### Instructions for the task
Copy the lines below, from the first one through the line containing "left=103, top=253, right=347, bottom=419". Include both ends and keep every character unchanged.

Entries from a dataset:
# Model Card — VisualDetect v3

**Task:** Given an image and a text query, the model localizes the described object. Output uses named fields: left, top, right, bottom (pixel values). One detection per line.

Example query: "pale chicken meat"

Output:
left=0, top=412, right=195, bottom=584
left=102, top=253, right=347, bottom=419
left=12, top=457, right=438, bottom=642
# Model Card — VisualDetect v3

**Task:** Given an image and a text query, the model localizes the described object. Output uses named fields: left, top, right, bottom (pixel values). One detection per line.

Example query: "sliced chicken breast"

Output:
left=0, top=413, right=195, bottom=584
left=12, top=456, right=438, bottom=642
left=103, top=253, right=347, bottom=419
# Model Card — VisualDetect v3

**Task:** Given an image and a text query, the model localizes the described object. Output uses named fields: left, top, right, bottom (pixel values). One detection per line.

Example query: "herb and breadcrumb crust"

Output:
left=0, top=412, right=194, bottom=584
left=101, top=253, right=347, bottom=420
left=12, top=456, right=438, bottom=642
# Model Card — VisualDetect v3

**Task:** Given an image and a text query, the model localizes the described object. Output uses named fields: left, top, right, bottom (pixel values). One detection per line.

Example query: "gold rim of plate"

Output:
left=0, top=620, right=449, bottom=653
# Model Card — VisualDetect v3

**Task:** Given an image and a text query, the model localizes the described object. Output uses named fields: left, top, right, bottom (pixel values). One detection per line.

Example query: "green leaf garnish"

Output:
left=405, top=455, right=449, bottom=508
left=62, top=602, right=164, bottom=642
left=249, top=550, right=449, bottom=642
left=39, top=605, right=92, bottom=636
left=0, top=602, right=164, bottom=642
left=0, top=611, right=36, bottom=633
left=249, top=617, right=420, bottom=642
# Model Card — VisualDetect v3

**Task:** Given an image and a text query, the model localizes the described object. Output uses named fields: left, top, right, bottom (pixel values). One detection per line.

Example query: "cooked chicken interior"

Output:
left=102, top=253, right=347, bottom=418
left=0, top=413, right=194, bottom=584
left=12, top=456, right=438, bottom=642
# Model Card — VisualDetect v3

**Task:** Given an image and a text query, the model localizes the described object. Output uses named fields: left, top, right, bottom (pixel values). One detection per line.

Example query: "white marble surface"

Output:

### Response to this task
# Model Card — VisualDetect v3

**Task:** Given an image and a text query, the model localizes the described object. Output uses named fields: left, top, right, bottom (pixel values). One detection per line.

Example query: "pale chicken meat"

Output:
left=0, top=412, right=195, bottom=584
left=102, top=253, right=347, bottom=419
left=12, top=457, right=438, bottom=642
# Model Card — VisualDetect v3

**Task:** Given an image and a text query, the model localizes the described object. Output uses named fields: left, top, right, bottom (pixel values). One detection per line.

Example query: "sliced chicken breast"

Output:
left=0, top=413, right=195, bottom=584
left=12, top=456, right=438, bottom=642
left=103, top=253, right=347, bottom=419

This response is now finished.